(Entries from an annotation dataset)
- - - - - - -

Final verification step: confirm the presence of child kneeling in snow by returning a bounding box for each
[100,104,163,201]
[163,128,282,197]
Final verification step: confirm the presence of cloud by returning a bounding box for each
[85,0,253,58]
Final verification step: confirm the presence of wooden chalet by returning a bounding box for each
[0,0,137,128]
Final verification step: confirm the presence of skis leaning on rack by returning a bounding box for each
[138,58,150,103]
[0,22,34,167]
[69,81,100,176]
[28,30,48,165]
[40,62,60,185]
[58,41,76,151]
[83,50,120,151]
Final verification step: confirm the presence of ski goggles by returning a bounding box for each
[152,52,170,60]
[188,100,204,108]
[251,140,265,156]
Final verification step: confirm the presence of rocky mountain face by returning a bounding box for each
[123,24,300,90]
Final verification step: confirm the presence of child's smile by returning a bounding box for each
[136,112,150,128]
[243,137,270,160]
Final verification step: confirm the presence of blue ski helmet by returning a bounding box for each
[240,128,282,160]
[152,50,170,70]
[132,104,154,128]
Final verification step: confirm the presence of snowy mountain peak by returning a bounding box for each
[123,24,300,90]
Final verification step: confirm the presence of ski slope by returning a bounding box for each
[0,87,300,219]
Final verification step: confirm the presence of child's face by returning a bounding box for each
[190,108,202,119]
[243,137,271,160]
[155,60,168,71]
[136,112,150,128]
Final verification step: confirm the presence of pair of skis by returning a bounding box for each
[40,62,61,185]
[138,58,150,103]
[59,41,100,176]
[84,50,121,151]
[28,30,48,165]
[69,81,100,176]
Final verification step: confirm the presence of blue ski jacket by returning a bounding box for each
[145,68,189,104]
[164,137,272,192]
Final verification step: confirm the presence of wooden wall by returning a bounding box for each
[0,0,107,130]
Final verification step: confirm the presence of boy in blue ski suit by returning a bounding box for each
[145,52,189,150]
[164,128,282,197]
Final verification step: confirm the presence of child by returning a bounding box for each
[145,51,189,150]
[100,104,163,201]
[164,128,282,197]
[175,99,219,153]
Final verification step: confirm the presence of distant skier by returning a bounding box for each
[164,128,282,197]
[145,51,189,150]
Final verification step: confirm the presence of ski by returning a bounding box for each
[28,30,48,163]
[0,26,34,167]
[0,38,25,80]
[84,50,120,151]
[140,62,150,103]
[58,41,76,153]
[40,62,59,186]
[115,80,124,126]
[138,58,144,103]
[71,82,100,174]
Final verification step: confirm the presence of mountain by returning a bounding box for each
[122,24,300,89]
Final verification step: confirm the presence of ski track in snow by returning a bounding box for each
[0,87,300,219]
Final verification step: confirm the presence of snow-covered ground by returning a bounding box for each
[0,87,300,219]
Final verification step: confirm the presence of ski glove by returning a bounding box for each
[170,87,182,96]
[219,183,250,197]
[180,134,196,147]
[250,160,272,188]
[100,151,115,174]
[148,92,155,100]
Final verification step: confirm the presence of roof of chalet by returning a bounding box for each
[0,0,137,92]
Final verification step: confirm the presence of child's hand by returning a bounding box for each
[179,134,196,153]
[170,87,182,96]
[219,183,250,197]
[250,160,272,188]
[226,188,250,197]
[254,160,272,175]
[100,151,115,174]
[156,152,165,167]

- - - - - - -

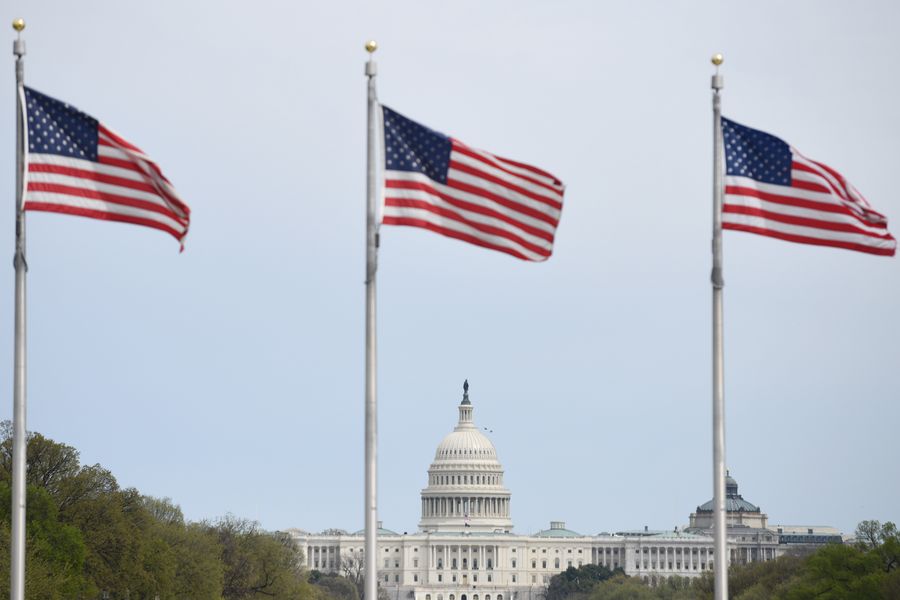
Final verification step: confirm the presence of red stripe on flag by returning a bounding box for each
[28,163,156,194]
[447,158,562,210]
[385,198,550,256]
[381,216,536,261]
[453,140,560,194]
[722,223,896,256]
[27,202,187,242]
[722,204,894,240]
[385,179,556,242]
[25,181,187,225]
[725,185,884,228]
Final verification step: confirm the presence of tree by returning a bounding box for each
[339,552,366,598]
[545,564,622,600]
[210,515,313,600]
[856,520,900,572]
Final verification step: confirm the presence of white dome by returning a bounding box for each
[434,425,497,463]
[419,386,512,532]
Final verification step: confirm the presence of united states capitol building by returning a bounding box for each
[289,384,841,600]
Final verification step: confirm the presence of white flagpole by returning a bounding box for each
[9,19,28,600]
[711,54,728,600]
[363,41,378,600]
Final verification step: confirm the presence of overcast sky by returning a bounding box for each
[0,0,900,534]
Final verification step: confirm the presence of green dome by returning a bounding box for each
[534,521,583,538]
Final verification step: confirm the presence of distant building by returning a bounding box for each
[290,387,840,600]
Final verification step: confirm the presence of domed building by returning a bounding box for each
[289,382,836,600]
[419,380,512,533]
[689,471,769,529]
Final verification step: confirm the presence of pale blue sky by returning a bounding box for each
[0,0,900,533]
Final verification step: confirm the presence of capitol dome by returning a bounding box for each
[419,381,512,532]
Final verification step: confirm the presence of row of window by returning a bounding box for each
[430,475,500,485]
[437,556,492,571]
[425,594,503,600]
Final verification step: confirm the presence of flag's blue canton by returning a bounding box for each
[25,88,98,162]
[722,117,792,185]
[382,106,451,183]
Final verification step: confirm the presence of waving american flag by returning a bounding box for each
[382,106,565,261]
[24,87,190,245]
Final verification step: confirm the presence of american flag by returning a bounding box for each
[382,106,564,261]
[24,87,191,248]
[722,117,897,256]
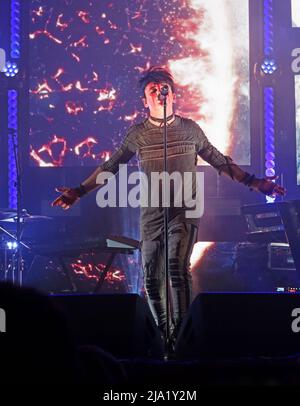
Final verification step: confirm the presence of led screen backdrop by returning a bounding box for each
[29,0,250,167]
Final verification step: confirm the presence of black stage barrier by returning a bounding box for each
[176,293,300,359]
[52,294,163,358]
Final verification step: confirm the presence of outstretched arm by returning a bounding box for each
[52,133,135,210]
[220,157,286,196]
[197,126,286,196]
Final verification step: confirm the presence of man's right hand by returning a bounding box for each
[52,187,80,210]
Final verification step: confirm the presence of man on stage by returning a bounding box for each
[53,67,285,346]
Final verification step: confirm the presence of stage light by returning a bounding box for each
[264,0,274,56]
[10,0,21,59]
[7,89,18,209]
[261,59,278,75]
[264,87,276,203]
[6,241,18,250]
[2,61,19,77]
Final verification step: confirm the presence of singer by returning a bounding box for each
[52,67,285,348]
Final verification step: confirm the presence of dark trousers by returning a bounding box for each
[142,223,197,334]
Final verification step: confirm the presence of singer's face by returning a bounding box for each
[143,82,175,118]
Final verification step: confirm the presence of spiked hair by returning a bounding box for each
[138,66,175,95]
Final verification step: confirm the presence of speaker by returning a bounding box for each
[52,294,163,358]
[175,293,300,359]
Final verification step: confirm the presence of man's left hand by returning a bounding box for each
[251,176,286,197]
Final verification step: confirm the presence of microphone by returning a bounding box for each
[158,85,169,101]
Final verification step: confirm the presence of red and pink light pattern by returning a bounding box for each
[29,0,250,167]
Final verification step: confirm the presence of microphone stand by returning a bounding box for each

- - - - - - -

## STATED PROBLEM
Lay out the items above as a numbered list, leaving out any blank lines, starting at the line with "Final verification step: confirm the presence of snow-covered" and continuing up to and including the line with "[148,92,155,100]".

## ANSWER TO THIS EXERCISE
1. Final verification step: confirm the presence of snow-covered ground by returning a bounding box for each
2. [0,87,300,219]
3. Final verification step: confirm the presence of ski glove by returning a bounding box for each
4. [170,87,182,96]
5. [219,183,250,197]
6. [180,134,196,147]
7. [250,160,272,188]
8. [100,151,115,174]
9. [148,92,155,100]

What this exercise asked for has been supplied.